▶ [DO THIS] Reproduce the lines in the records from the one containing "Target: woman with sunglasses" through the one containing "Target: seated passenger", swapping "river water" for "stream water" and leaving all else unchanged. Return only those lines.

▶ [PROVIDED MATERIAL]
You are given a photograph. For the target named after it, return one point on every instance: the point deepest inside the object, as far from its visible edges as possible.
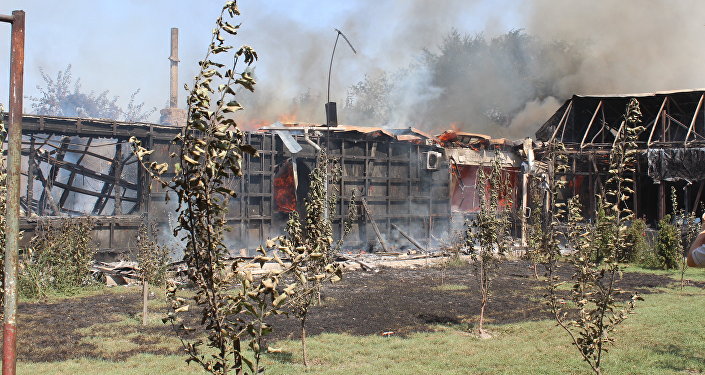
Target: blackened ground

...

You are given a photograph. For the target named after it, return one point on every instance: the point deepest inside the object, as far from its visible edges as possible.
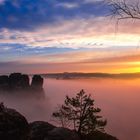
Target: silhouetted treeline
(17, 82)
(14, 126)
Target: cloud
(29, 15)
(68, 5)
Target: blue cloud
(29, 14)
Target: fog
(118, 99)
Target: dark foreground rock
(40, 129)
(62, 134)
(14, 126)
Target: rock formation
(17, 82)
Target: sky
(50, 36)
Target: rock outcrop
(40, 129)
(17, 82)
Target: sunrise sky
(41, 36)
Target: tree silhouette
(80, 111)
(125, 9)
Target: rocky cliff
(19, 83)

* * *

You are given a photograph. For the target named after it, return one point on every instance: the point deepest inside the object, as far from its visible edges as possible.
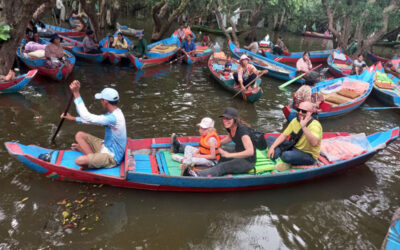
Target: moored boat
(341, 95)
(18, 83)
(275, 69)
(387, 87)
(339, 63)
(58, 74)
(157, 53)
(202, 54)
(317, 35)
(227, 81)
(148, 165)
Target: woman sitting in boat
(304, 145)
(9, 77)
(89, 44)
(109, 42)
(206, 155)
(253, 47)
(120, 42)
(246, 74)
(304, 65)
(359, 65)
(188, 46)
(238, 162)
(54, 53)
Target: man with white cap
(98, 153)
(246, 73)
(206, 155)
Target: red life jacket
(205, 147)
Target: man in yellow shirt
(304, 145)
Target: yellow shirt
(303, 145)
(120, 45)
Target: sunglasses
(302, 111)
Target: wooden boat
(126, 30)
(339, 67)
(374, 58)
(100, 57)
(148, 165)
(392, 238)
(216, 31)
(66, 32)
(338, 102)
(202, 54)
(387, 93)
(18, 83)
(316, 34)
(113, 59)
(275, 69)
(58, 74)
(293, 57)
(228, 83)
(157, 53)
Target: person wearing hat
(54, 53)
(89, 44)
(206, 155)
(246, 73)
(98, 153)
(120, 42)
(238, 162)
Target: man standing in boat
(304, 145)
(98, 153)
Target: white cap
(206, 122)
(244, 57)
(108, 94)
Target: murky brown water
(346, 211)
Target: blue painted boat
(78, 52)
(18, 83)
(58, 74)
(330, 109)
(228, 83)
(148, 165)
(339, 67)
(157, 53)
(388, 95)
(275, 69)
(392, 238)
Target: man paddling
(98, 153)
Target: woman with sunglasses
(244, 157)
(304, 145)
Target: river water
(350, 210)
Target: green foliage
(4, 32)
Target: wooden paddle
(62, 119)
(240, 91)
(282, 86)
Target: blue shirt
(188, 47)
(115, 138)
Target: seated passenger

▶ [EXERCISE ANSWER]
Target: woman with sunglasses
(244, 157)
(304, 145)
Target: stream water
(350, 210)
Target: green foliage
(4, 32)
Target: wooden paddle
(62, 119)
(240, 91)
(282, 86)
Target: blue shirt
(188, 47)
(115, 138)
Target: seated passenger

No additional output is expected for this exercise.